EXTRACTO SELECCIONADO:
◆ ◆ ◆ ◆ ◆
Espacio para el psicoanálisis
Espacio para el psicoanálisis
La filiación adolescente
Luciano Lutereau (*)
Sigmund Freud decía que cuando dos personas piensan lo mismo hay una que no piensa. Por lo tanto, para pensar es preciso rechazar una identificación. No puedo ser igual al otro si quiero pensar, no puedo pensar lo mismo. A lo que cabe agregar una segunda variable, que es el amor: quien ama suele tomar rasgos del amado, es decir, por lo general para dejar de amarlo. Es lo que ocurre en las relaciones de pareja, cuando pasa que dos personas se empiezan a parecer en rasgos que antes no compartían; es sabido que si las identificaciones avanzan, vendrá la separación. Lo demuestra el período del duelo, en el que muchas veces alguien se encuentra extrañando aquello de lo que se quejaba en el otro o, directamente, reproduciendo rasgos del otro que ya no está.
Este mismo esquema se aplica a la relación entre las generaciones. El vínculo amoroso de los hijos con los padres, en la adolescencia, no podría resolverse por la vía posible de la identificación, ya que de este modo quedaría cancelado el amor, que se transformaría en odio. ¿No es una de las lecciones de la vida, la que nos enseña que esos rasgos que más odiamos en nuestros padres son los mismos que descubrimos en nosotros con el tiempo (es decir, los que obtuvimos por identificación)? Buena parte del amor de los hijos hacia los padres se absorbe con identificaciones que mutan el amor en hostilidad (y que con el tiempo se recupera en la gratitud); pero hay otra parte del amor que tiene un destino diferente. Me refiero a la transmisión de una deuda.
◆ ◆ ◆ ◆ ◆
[Registros del conjunto de datos]
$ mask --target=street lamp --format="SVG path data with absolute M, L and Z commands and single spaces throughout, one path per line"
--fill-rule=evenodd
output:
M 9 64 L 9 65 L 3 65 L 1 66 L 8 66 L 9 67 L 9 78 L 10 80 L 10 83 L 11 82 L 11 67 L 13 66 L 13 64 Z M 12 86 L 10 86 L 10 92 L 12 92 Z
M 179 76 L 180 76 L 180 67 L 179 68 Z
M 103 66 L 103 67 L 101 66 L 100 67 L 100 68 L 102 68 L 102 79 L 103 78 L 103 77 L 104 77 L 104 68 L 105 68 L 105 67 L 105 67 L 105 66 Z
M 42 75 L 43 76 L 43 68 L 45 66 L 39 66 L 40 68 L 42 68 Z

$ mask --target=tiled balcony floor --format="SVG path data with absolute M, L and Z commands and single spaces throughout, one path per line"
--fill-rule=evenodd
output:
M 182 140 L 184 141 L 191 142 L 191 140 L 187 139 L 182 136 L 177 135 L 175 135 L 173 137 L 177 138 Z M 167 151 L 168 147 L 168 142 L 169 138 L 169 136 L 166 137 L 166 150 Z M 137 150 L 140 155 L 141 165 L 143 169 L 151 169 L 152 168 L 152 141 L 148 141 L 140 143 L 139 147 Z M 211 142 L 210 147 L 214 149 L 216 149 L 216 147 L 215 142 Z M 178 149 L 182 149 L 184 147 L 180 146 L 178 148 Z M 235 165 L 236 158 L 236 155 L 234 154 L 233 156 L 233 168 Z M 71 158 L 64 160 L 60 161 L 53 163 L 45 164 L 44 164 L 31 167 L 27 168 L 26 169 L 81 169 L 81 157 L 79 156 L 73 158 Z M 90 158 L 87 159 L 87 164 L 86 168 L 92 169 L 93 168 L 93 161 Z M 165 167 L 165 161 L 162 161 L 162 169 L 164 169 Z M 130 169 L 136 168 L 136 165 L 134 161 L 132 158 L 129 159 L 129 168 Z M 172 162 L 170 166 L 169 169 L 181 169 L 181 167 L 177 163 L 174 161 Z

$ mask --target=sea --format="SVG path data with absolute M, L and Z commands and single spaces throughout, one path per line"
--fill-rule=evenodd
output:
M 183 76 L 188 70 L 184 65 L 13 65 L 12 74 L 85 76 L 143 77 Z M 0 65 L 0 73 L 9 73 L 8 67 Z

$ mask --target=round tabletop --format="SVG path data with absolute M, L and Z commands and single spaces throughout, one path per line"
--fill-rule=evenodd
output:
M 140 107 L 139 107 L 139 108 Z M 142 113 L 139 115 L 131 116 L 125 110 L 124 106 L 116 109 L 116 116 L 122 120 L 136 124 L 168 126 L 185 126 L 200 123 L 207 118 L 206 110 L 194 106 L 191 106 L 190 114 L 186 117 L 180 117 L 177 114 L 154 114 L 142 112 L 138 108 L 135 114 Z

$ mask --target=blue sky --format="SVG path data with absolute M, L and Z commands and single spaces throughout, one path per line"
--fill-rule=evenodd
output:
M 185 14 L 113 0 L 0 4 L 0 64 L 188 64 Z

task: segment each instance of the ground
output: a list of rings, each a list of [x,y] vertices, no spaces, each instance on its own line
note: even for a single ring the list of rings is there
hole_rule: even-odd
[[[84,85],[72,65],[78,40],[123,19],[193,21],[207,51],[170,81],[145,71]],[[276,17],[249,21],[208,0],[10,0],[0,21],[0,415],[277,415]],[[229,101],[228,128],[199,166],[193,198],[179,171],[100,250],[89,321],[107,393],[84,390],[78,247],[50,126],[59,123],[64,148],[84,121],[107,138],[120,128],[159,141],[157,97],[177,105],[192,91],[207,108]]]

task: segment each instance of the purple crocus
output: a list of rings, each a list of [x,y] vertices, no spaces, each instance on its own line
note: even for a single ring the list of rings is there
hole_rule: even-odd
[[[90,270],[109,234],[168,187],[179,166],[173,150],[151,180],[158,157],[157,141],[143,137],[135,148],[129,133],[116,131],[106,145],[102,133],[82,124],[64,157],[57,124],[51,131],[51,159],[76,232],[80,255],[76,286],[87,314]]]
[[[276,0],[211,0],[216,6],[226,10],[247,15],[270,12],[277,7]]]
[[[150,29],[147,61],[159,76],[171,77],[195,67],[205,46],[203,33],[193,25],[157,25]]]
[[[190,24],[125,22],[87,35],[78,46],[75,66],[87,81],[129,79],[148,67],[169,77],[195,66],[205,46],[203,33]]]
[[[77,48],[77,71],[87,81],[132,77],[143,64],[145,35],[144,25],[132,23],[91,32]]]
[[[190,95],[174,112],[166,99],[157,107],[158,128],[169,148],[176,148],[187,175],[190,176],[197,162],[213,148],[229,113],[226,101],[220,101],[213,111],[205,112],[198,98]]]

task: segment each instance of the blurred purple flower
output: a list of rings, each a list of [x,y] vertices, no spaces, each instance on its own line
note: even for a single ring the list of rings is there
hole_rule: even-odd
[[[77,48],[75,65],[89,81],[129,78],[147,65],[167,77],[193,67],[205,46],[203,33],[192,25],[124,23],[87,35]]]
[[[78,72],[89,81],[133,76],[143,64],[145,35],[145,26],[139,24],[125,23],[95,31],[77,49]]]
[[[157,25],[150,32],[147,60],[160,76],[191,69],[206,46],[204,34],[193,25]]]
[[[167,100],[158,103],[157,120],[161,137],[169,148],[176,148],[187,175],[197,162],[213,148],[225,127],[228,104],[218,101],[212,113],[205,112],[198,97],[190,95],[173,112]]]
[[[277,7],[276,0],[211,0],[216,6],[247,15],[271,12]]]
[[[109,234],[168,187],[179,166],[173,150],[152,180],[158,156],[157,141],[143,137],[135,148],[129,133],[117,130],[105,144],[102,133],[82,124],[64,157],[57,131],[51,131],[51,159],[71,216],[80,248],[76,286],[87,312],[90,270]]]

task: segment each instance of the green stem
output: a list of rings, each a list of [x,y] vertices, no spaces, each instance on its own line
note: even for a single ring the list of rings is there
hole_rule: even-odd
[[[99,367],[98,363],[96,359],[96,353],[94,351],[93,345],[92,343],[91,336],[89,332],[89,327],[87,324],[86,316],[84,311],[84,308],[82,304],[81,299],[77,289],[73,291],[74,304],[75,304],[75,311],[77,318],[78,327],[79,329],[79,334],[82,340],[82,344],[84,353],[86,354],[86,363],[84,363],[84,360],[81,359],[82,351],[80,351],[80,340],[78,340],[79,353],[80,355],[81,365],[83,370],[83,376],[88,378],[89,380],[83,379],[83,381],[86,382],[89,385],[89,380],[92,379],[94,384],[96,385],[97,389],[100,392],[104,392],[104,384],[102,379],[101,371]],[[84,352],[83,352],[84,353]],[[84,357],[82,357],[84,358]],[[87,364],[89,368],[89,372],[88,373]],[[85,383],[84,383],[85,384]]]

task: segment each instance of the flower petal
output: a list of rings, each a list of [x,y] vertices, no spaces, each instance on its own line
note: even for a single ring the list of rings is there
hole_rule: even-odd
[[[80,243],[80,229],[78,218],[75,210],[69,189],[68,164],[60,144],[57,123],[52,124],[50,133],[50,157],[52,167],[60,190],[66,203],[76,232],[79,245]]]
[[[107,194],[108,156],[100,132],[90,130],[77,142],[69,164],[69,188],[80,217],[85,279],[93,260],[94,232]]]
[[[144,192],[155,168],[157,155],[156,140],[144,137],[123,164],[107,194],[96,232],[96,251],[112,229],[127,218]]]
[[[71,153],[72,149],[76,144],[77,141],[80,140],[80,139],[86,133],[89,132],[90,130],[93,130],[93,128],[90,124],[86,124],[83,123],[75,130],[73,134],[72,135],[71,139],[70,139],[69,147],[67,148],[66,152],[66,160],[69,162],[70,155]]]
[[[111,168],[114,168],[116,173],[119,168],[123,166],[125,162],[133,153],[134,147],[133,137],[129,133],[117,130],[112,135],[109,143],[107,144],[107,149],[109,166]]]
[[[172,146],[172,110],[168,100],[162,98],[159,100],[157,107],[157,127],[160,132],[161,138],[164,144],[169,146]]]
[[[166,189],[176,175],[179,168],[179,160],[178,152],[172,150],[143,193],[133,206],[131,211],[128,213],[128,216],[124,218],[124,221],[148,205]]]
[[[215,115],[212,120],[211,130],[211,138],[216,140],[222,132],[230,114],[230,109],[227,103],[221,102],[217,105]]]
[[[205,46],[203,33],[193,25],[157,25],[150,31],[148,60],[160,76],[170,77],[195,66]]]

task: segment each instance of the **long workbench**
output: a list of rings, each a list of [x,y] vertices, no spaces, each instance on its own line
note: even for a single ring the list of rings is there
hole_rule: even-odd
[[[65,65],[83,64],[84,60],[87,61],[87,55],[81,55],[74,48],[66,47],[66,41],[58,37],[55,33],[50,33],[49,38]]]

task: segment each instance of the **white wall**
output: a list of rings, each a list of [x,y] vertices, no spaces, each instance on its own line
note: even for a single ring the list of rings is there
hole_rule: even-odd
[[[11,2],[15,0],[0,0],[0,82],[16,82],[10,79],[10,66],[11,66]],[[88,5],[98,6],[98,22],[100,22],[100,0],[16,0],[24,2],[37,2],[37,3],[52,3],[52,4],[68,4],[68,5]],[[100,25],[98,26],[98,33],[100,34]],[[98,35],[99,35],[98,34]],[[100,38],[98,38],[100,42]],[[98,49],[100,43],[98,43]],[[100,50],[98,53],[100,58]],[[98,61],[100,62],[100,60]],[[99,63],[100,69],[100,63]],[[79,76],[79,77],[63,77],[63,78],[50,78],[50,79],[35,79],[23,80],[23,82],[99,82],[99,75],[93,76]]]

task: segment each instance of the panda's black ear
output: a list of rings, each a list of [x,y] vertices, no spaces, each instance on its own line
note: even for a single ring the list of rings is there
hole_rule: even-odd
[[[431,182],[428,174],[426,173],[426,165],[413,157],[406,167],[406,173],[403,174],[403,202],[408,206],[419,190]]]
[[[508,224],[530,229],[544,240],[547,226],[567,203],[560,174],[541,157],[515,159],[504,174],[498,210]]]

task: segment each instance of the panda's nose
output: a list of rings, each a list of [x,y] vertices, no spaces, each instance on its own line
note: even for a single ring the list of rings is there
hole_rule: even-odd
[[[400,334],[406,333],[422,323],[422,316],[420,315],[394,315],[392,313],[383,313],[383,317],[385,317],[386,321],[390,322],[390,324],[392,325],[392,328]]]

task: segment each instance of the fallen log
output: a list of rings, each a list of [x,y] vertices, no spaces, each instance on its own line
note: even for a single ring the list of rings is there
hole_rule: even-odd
◆ ◆ ◆ ◆ ◆
TUS TAREAS:
1 – Resume en forma de lista el párrafo del extracto que empieza con "Sigmund Freud decía que" y conserva sus ideas principales.
2 – Reescribe el pasaje del extracto comprendido entre "Este mismo esquema" y "de una deuda.", ambos incluidos, y cambia "hijos" por "descendientes".
Para resolver lo que se pide, básate únicamente en el extracto.

RESPUESTAS ESPERADAS:
1 –
- Según Freud, cuando dos personas piensan lo mismo, una de ellas no piensa. Por eso, para pensar hay que rechazar una identificación.
- El amor es una segunda variable: quien ama suele tomar rasgos del amado, por lo general para dejar de amarlo.
- En la pareja, dos personas a veces empiezan a parecerse en rasgos que antes no compartían. Si esas identificaciones avanzan, llega la separación.
- El duelo lo demuestra: alguien extraña lo que antes le reprochaba al otro o reproduce rasgos de quien ya no está.

2 –
Este mismo esquema se aplica a la relación entre las generaciones. El vínculo amoroso de los descendientes con los padres, en la adolescencia, no podría resolverse por la vía posible de la identificación, ya que de este modo quedaría cancelado el amor, que se transformaría en odio. ¿No es una de las lecciones de la vida, la que nos enseña que esos rasgos que más odiamos en nuestros padres son los mismos que descubrimos en nosotros con el tiempo (es decir, los que obtuvimos por identificación)? Buena parte del amor de los descendientes hacia los padres se absorbe con identificaciones que mutan el amor en hostilidad (y que con el tiempo se recupera en la gratitud); pero hay otra parte del amor que tiene un destino diferente. Me refiero a la transmisión de una deuda.